Instruções do exercício>
a. Cite o texto sobre Cao Jun desde "Nas suas obras" até "a superfície bidimensional.", sem nada alterar.
b. Resuma o texto sobre Cao Jun em duas frases.
c. Responda às perguntas seguintes com base no texto sobre Cao Jun:
(i) Que material Cao Jun integra nas suas obras mais recentes?
(ii) Em que obra de Emil Cioran se encontra a frase citada?
(iii) Segundo o texto, o que atingem as obras de Cao Jun antes de chegarem ao cérebro?

Excerto de texto>
☆ ☆ ☆ ☆ ☆
Nas suas obras mais recentes, Cao Jun integra materiais como folha de ouro, criando superfícies que mudam conforme o ângulo de visão e a luz. Estas obras tornam-se quase interativas, convidando o espectador a movimentar-se para captar todas as suas nuances. Esta qualidade cinética acrescenta uma dimensão temporal ao seu trabalho, uma quarta dimensão que transcende a superfície bidimensional.

Mas não se engane, Cao Jun não é apenas um técnico virtuoso ou um malabarista de estilos. Por trás da beleza formal esconde-se uma profunda interrogação sobre o nosso lugar no universo. As suas paisagens cósmicas confrontam-nos com a nossa insignificância face à imensidão do cosmos, ao mesmo tempo que nos recordam que somos feitos da mesma matéria das estrelas.

Esta tensão entre o infinito e o finito, entre o efémero e o eterno, atravessa toda a sua obra. Isso lembra-me do que o filósofo Emil Cioran escreveu em “A Queda no Tempo”: “Oscilamos entre um abismo e outro, entre dois infinitos igualmente hostis” [6]. Os redemoinhos de tinta e cor de Cao Jun parecem visualizar essa oscilação vertiginosa.

Mas atenção, se falo de filosofia e cosmologia, não é para intelectualizar excessivamente um trabalho que funciona antes de tudo a nível visceral. Cao Jun não é um ilustrador de ideias abstratas. As suas obras atingem primeiro o estômago antes de chegar ao cérebro. São sensuais, táteis, quase carnais na sua materialidade.
☆ ☆ ☆ ☆ ☆
Entradas listadas>
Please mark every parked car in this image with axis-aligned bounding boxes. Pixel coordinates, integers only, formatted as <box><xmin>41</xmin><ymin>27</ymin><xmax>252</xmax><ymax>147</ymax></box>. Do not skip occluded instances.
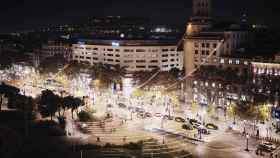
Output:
<box><xmin>206</xmin><ymin>123</ymin><xmax>219</xmax><ymax>130</ymax></box>
<box><xmin>154</xmin><ymin>113</ymin><xmax>162</xmax><ymax>117</ymax></box>
<box><xmin>175</xmin><ymin>117</ymin><xmax>186</xmax><ymax>123</ymax></box>
<box><xmin>163</xmin><ymin>115</ymin><xmax>174</xmax><ymax>120</ymax></box>
<box><xmin>182</xmin><ymin>124</ymin><xmax>194</xmax><ymax>130</ymax></box>
<box><xmin>258</xmin><ymin>142</ymin><xmax>276</xmax><ymax>152</ymax></box>
<box><xmin>107</xmin><ymin>104</ymin><xmax>114</xmax><ymax>108</ymax></box>
<box><xmin>189</xmin><ymin>119</ymin><xmax>202</xmax><ymax>129</ymax></box>
<box><xmin>145</xmin><ymin>112</ymin><xmax>152</xmax><ymax>118</ymax></box>
<box><xmin>135</xmin><ymin>107</ymin><xmax>145</xmax><ymax>113</ymax></box>
<box><xmin>118</xmin><ymin>103</ymin><xmax>126</xmax><ymax>109</ymax></box>
<box><xmin>197</xmin><ymin>125</ymin><xmax>210</xmax><ymax>135</ymax></box>
<box><xmin>189</xmin><ymin>119</ymin><xmax>202</xmax><ymax>125</ymax></box>
<box><xmin>127</xmin><ymin>106</ymin><xmax>135</xmax><ymax>113</ymax></box>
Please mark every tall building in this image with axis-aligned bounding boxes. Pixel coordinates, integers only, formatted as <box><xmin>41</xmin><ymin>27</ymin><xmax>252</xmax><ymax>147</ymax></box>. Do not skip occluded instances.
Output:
<box><xmin>184</xmin><ymin>0</ymin><xmax>250</xmax><ymax>100</ymax></box>
<box><xmin>186</xmin><ymin>0</ymin><xmax>212</xmax><ymax>35</ymax></box>
<box><xmin>72</xmin><ymin>39</ymin><xmax>183</xmax><ymax>72</ymax></box>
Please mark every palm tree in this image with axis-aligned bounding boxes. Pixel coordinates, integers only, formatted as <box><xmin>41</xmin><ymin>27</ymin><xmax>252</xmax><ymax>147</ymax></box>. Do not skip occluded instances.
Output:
<box><xmin>39</xmin><ymin>90</ymin><xmax>60</xmax><ymax>120</ymax></box>
<box><xmin>0</xmin><ymin>83</ymin><xmax>20</xmax><ymax>111</ymax></box>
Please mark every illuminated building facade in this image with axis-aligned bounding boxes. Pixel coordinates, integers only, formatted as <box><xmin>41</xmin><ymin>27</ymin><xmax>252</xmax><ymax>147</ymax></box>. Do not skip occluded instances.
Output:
<box><xmin>40</xmin><ymin>41</ymin><xmax>72</xmax><ymax>60</ymax></box>
<box><xmin>72</xmin><ymin>40</ymin><xmax>183</xmax><ymax>72</ymax></box>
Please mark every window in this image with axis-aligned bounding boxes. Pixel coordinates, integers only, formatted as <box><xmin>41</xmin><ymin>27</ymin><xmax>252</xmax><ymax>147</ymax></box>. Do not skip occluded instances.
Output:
<box><xmin>124</xmin><ymin>49</ymin><xmax>133</xmax><ymax>52</ymax></box>
<box><xmin>136</xmin><ymin>60</ymin><xmax>146</xmax><ymax>63</ymax></box>
<box><xmin>136</xmin><ymin>65</ymin><xmax>146</xmax><ymax>68</ymax></box>
<box><xmin>235</xmin><ymin>60</ymin><xmax>240</xmax><ymax>65</ymax></box>
<box><xmin>124</xmin><ymin>60</ymin><xmax>133</xmax><ymax>63</ymax></box>
<box><xmin>148</xmin><ymin>65</ymin><xmax>158</xmax><ymax>69</ymax></box>
<box><xmin>213</xmin><ymin>43</ymin><xmax>217</xmax><ymax>48</ymax></box>
<box><xmin>150</xmin><ymin>60</ymin><xmax>158</xmax><ymax>63</ymax></box>
<box><xmin>136</xmin><ymin>49</ymin><xmax>146</xmax><ymax>52</ymax></box>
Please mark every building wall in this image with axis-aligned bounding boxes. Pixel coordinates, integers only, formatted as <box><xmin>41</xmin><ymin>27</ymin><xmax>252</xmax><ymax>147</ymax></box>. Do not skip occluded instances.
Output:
<box><xmin>41</xmin><ymin>43</ymin><xmax>72</xmax><ymax>60</ymax></box>
<box><xmin>72</xmin><ymin>44</ymin><xmax>183</xmax><ymax>71</ymax></box>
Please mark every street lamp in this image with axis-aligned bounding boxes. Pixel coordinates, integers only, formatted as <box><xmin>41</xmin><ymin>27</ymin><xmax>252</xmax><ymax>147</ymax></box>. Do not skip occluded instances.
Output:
<box><xmin>245</xmin><ymin>134</ymin><xmax>249</xmax><ymax>151</ymax></box>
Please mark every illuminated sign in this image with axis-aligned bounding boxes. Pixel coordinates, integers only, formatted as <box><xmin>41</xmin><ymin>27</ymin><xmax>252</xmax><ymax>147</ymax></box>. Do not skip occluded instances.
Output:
<box><xmin>112</xmin><ymin>42</ymin><xmax>120</xmax><ymax>47</ymax></box>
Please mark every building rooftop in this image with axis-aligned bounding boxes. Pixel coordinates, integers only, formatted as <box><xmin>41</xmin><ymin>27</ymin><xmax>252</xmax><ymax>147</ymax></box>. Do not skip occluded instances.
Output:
<box><xmin>74</xmin><ymin>39</ymin><xmax>178</xmax><ymax>47</ymax></box>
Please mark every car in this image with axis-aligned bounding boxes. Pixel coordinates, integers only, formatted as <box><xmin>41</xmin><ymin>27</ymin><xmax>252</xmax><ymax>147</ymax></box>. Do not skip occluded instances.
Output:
<box><xmin>136</xmin><ymin>113</ymin><xmax>145</xmax><ymax>119</ymax></box>
<box><xmin>135</xmin><ymin>107</ymin><xmax>145</xmax><ymax>113</ymax></box>
<box><xmin>258</xmin><ymin>142</ymin><xmax>276</xmax><ymax>152</ymax></box>
<box><xmin>154</xmin><ymin>113</ymin><xmax>162</xmax><ymax>117</ymax></box>
<box><xmin>175</xmin><ymin>117</ymin><xmax>186</xmax><ymax>123</ymax></box>
<box><xmin>205</xmin><ymin>123</ymin><xmax>219</xmax><ymax>130</ymax></box>
<box><xmin>145</xmin><ymin>112</ymin><xmax>152</xmax><ymax>118</ymax></box>
<box><xmin>200</xmin><ymin>128</ymin><xmax>210</xmax><ymax>135</ymax></box>
<box><xmin>163</xmin><ymin>115</ymin><xmax>174</xmax><ymax>120</ymax></box>
<box><xmin>197</xmin><ymin>125</ymin><xmax>210</xmax><ymax>135</ymax></box>
<box><xmin>127</xmin><ymin>106</ymin><xmax>135</xmax><ymax>113</ymax></box>
<box><xmin>189</xmin><ymin>119</ymin><xmax>202</xmax><ymax>125</ymax></box>
<box><xmin>118</xmin><ymin>103</ymin><xmax>126</xmax><ymax>109</ymax></box>
<box><xmin>182</xmin><ymin>124</ymin><xmax>194</xmax><ymax>130</ymax></box>
<box><xmin>107</xmin><ymin>104</ymin><xmax>114</xmax><ymax>108</ymax></box>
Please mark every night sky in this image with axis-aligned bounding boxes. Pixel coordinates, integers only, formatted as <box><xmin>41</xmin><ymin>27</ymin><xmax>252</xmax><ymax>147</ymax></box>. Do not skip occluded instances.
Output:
<box><xmin>0</xmin><ymin>0</ymin><xmax>280</xmax><ymax>32</ymax></box>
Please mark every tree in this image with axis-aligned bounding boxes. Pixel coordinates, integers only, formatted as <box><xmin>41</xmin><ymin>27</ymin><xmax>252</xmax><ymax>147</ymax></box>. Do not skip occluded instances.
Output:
<box><xmin>63</xmin><ymin>96</ymin><xmax>84</xmax><ymax>119</ymax></box>
<box><xmin>0</xmin><ymin>83</ymin><xmax>20</xmax><ymax>111</ymax></box>
<box><xmin>169</xmin><ymin>67</ymin><xmax>180</xmax><ymax>78</ymax></box>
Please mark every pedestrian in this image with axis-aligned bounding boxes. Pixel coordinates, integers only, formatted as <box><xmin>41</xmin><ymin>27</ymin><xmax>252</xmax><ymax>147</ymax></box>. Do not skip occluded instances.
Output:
<box><xmin>123</xmin><ymin>136</ymin><xmax>126</xmax><ymax>143</ymax></box>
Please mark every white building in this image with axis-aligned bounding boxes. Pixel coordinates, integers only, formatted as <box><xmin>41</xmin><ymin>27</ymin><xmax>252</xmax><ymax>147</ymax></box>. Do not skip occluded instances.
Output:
<box><xmin>72</xmin><ymin>40</ymin><xmax>183</xmax><ymax>72</ymax></box>
<box><xmin>184</xmin><ymin>0</ymin><xmax>250</xmax><ymax>74</ymax></box>
<box><xmin>40</xmin><ymin>41</ymin><xmax>72</xmax><ymax>60</ymax></box>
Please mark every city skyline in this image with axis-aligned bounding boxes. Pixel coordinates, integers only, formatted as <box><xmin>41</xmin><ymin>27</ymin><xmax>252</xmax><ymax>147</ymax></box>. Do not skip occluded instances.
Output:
<box><xmin>0</xmin><ymin>0</ymin><xmax>280</xmax><ymax>32</ymax></box>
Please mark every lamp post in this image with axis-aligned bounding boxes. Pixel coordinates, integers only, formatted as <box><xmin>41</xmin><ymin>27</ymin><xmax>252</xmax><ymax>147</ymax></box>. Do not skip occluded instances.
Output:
<box><xmin>245</xmin><ymin>134</ymin><xmax>249</xmax><ymax>151</ymax></box>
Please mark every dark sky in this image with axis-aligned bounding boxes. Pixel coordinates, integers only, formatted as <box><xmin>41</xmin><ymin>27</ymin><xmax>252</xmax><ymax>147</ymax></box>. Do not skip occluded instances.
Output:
<box><xmin>0</xmin><ymin>0</ymin><xmax>280</xmax><ymax>32</ymax></box>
☆ ☆ ☆ ☆ ☆
Respostas por tarefa>
a.
Nas suas obras mais recentes, Cao Jun integra materiais como folha de ouro, criando superfícies que mudam conforme o ângulo de visão e a luz. Estas obras tornam-se quase interativas, convidando o espectador a movimentar-se para captar todas as suas nuances. Esta qualidade cinética acrescenta uma dimensão temporal ao seu trabalho, uma quarta dimensão que transcende a superfície bidimensional.

b. Nas obras mais recentes de Cao Jun, materiais como a folha de ouro criam superfícies que mudam conforme o ângulo de visão e a luz, o que acrescenta uma dimensão temporal ao seu trabalho. Por trás da beleza formal há uma interrogação profunda sobre o nosso lugar no universo, mas as obras funcionam antes de tudo a nível visceral e são sensuais, táteis e quase carnais.

c.
(i) Folha de ouro.
(ii) Em "A Queda no Tempo".
(iii) O estômago.